- **Exercise brief**:
Needed from the data below: all lines that contain the word "asked".

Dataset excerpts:
# # # # #

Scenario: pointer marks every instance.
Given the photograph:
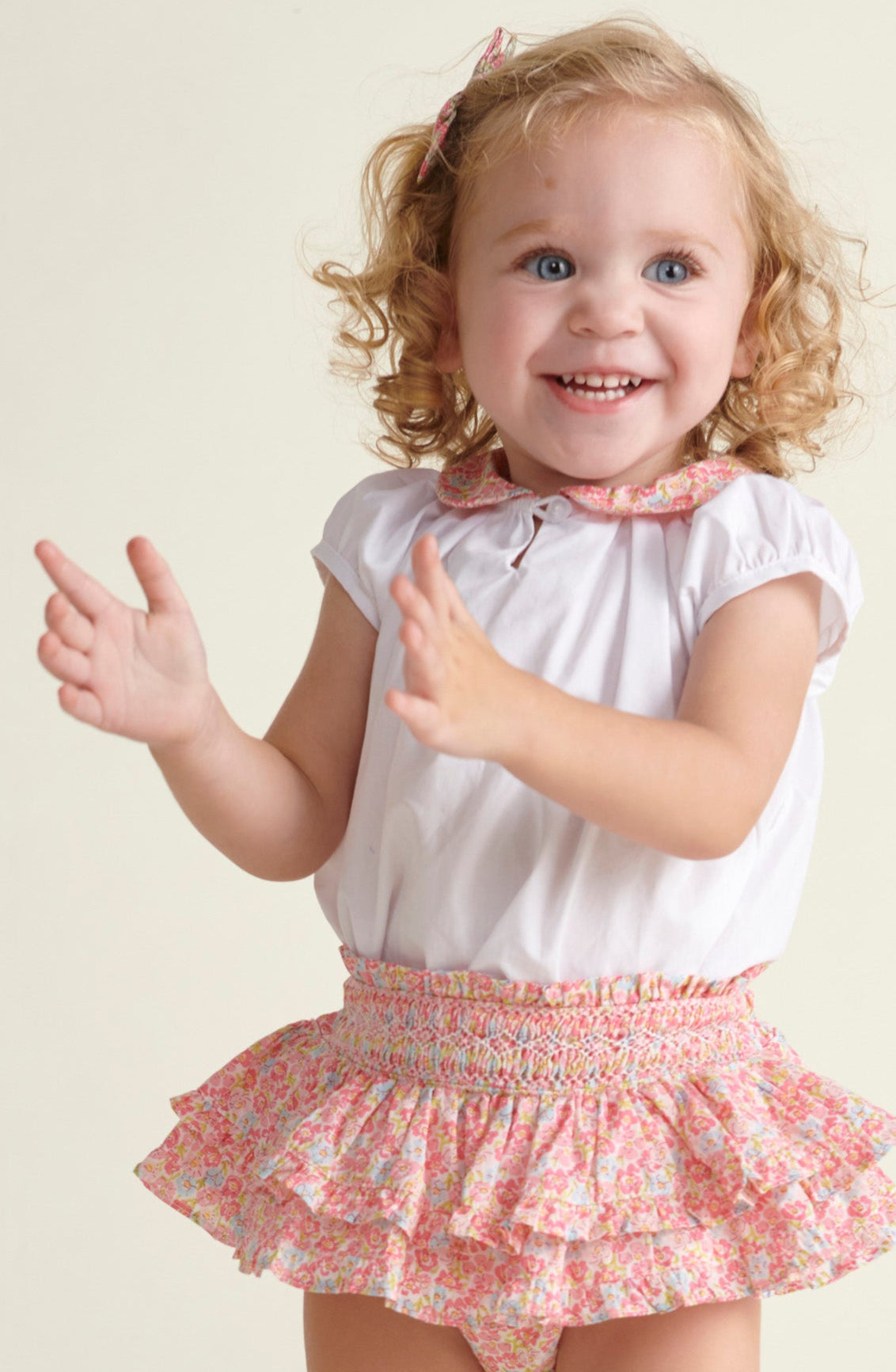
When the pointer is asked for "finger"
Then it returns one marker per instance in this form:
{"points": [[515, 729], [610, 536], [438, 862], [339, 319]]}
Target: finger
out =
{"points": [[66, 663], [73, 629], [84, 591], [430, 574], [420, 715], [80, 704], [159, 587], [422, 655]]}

# # # # #

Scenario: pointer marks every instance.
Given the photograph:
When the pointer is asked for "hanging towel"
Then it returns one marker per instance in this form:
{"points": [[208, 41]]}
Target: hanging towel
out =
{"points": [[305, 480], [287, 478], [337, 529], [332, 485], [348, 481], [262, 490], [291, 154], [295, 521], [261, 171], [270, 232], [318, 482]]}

# # # # #

- **Exercise result**:
When the pointer is asked for "finger"
When the pointer is asked for "hanging towel"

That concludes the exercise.